Problem description
Starting at the line that holds "You are given a photograph. For the front windshield", set down each line through the end of the listing, exactly as written and with nothing added.

Records shown
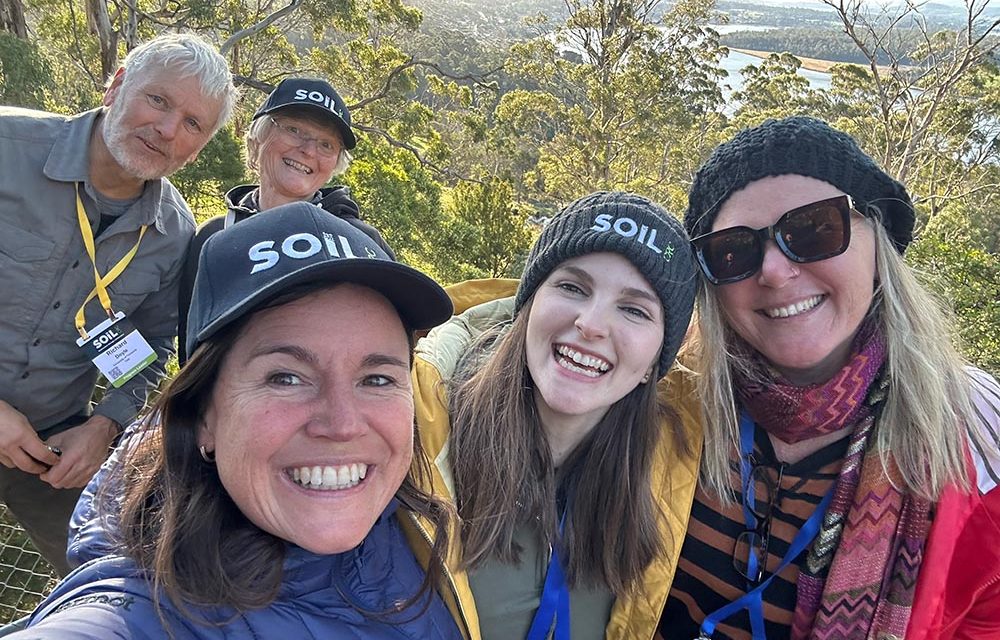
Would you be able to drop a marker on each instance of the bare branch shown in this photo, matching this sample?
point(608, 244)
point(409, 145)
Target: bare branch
point(232, 40)
point(387, 85)
point(447, 172)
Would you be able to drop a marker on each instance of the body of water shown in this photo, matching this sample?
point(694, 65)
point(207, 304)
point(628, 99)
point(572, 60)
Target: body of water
point(734, 63)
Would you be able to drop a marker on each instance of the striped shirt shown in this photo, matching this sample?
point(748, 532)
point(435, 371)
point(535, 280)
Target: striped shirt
point(706, 578)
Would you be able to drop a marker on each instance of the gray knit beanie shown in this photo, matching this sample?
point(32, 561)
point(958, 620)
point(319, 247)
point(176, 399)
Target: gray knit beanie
point(630, 225)
point(806, 147)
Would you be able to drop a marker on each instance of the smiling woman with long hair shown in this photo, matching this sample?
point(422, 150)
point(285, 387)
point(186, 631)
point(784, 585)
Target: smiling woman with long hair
point(570, 475)
point(851, 461)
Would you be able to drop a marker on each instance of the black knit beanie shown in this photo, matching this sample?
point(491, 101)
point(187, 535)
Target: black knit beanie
point(630, 225)
point(807, 147)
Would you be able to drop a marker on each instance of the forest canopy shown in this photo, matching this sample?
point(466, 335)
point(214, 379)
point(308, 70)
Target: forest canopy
point(477, 121)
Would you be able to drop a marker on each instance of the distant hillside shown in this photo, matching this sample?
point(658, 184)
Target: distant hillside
point(490, 20)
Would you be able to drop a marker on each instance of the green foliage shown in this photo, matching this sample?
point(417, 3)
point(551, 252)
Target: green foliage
point(25, 75)
point(618, 86)
point(774, 88)
point(218, 168)
point(949, 252)
point(486, 234)
point(400, 198)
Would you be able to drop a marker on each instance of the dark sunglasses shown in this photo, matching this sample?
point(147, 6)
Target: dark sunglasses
point(750, 551)
point(809, 233)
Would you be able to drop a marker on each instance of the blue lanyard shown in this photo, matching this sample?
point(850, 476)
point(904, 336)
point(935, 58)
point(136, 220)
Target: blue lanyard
point(753, 600)
point(554, 603)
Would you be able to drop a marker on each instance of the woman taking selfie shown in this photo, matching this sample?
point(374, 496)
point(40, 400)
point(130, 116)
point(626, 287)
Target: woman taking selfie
point(850, 467)
point(270, 493)
point(547, 432)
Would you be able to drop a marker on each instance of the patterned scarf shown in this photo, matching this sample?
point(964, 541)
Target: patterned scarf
point(792, 413)
point(860, 574)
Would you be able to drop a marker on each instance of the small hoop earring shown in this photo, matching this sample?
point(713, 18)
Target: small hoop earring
point(207, 456)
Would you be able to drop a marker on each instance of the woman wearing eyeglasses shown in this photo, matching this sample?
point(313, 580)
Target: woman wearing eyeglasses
point(300, 138)
point(850, 467)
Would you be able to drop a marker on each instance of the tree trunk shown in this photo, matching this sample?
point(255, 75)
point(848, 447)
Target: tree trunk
point(12, 18)
point(100, 25)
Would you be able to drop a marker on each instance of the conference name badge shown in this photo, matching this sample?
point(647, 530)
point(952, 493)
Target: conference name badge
point(118, 350)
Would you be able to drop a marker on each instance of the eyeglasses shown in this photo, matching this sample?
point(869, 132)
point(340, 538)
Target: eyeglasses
point(326, 147)
point(809, 233)
point(750, 552)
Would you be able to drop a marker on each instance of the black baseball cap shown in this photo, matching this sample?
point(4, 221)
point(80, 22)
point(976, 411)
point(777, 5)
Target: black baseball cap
point(248, 264)
point(315, 94)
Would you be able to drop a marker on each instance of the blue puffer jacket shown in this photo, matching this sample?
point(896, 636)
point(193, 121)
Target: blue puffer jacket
point(321, 597)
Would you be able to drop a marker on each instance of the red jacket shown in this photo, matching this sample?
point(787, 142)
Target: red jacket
point(958, 591)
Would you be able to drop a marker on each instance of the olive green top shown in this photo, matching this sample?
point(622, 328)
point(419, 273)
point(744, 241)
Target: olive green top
point(507, 595)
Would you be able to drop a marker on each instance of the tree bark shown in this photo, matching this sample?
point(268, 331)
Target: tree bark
point(100, 25)
point(12, 18)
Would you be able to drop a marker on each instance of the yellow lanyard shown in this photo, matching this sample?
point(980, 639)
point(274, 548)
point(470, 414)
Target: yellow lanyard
point(100, 284)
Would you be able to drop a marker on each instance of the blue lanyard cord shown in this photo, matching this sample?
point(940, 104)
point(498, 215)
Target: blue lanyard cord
point(754, 599)
point(554, 603)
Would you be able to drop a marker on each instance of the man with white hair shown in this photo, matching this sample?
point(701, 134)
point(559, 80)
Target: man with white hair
point(92, 241)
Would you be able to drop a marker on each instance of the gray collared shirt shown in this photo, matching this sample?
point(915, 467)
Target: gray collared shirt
point(45, 273)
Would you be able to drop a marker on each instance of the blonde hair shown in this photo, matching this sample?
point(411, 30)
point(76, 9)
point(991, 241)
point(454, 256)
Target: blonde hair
point(924, 423)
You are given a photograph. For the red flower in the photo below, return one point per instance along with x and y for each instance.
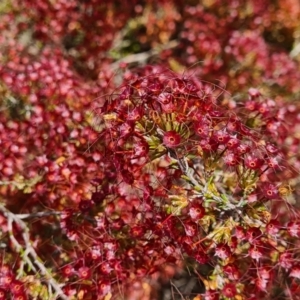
(171, 139)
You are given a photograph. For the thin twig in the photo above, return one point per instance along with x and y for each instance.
(29, 254)
(143, 56)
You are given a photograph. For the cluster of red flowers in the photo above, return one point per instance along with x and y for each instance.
(116, 179)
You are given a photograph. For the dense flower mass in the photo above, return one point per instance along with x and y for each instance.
(125, 160)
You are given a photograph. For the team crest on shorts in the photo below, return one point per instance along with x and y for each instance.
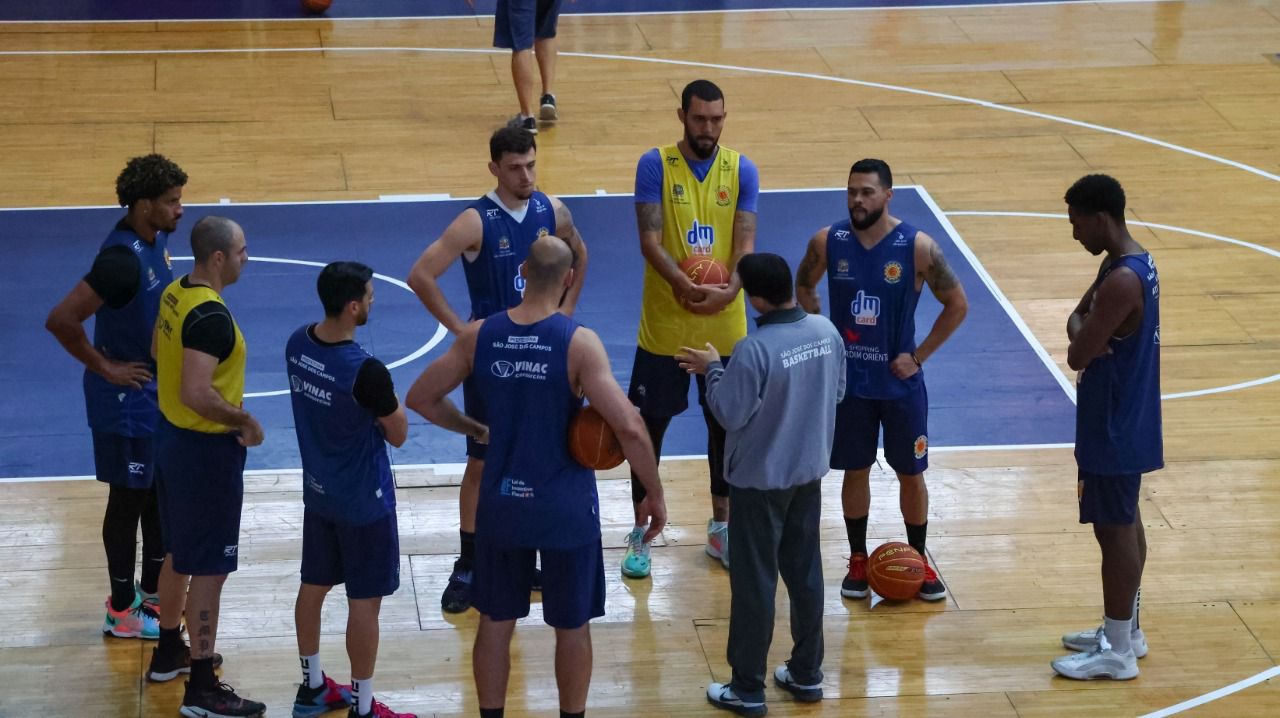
(722, 196)
(892, 273)
(922, 447)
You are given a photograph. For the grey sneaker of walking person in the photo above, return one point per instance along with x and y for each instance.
(803, 694)
(548, 111)
(1087, 640)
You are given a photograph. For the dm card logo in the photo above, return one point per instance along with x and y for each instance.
(700, 238)
(722, 196)
(920, 447)
(865, 309)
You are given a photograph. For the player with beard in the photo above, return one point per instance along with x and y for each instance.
(693, 199)
(876, 266)
(492, 238)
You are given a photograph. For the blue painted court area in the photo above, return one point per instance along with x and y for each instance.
(287, 9)
(986, 387)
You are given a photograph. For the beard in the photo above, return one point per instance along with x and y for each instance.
(703, 147)
(872, 218)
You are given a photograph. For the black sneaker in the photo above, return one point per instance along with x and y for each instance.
(548, 111)
(219, 702)
(528, 124)
(167, 666)
(457, 594)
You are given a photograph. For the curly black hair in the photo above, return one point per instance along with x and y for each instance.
(146, 178)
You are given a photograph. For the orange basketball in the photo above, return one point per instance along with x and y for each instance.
(704, 270)
(895, 571)
(592, 440)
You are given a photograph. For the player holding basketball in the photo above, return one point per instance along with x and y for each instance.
(201, 442)
(1115, 346)
(536, 364)
(693, 199)
(346, 412)
(122, 292)
(492, 238)
(876, 266)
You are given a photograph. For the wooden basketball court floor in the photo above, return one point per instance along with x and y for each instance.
(993, 109)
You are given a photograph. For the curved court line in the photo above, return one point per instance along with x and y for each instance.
(1214, 695)
(1171, 228)
(430, 343)
(960, 99)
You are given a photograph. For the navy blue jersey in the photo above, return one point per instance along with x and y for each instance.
(124, 334)
(493, 277)
(346, 471)
(873, 300)
(1118, 424)
(533, 494)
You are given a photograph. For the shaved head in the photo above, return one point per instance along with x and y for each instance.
(549, 260)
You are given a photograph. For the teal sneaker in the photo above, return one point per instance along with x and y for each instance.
(635, 563)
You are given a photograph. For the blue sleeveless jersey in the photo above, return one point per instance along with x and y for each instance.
(533, 494)
(873, 300)
(1118, 424)
(124, 334)
(346, 471)
(493, 278)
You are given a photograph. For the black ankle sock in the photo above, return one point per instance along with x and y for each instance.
(915, 536)
(170, 640)
(202, 673)
(469, 545)
(856, 531)
(122, 593)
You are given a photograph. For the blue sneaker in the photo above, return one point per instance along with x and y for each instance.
(316, 702)
(635, 563)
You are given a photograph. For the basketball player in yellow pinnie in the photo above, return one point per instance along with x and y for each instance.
(694, 199)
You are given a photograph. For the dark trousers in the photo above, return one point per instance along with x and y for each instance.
(775, 531)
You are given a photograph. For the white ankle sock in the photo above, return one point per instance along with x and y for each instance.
(1118, 634)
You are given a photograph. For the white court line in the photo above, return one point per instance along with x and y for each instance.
(449, 469)
(1267, 251)
(1214, 695)
(722, 12)
(987, 104)
(430, 343)
(1000, 297)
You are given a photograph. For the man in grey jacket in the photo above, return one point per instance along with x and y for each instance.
(777, 402)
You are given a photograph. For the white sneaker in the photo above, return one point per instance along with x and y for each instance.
(1087, 641)
(717, 542)
(1100, 663)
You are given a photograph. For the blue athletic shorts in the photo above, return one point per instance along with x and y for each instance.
(123, 461)
(1109, 499)
(472, 406)
(519, 22)
(659, 388)
(572, 582)
(201, 492)
(906, 431)
(365, 558)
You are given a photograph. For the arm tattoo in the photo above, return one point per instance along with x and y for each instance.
(649, 216)
(940, 275)
(805, 271)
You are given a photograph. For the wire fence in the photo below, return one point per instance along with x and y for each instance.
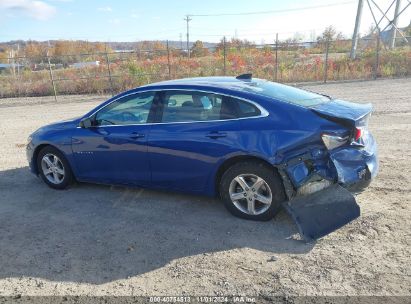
(115, 71)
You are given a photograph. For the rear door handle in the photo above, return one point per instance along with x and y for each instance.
(216, 134)
(136, 135)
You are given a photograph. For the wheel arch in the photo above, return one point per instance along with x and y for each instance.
(37, 151)
(234, 160)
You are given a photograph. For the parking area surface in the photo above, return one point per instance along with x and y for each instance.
(102, 240)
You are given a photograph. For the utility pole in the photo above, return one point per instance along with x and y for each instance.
(181, 41)
(394, 24)
(188, 19)
(356, 29)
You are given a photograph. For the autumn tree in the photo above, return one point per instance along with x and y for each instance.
(198, 49)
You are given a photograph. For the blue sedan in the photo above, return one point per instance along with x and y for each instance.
(252, 142)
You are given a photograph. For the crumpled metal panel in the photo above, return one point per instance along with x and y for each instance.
(322, 212)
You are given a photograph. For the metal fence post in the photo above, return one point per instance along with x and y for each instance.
(168, 61)
(224, 56)
(109, 72)
(377, 58)
(52, 77)
(276, 58)
(327, 46)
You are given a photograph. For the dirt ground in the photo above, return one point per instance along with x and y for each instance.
(101, 240)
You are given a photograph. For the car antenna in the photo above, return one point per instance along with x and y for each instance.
(247, 76)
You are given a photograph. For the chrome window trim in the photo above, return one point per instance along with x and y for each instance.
(263, 111)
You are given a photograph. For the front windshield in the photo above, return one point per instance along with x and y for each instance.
(285, 93)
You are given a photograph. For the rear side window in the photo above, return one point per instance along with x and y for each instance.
(199, 106)
(286, 93)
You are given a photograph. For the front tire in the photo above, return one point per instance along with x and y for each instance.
(252, 190)
(54, 168)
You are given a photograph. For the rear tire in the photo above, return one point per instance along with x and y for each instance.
(54, 168)
(252, 190)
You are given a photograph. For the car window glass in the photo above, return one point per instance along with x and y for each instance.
(191, 106)
(133, 109)
(236, 108)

Expected answer
You are given a photograph. For the front windshield in the photo above, return one point per instance along with x and y for each instance.
(285, 93)
You are given a photograph. For the rear side window in the photo above, return one point per instance along with x and y for each instance.
(199, 106)
(286, 93)
You are given a photograph. For the front tire in the photo above, return one point per instance along with x and y for each instance.
(252, 190)
(54, 168)
You are given a photograph. For the rear tire in the photo above, return one point per instance along with x and y for each instance.
(54, 168)
(252, 190)
You are given a photograph. For the car window glass in the photo above, return one point per instance along with x and y for each instance.
(191, 106)
(133, 109)
(236, 108)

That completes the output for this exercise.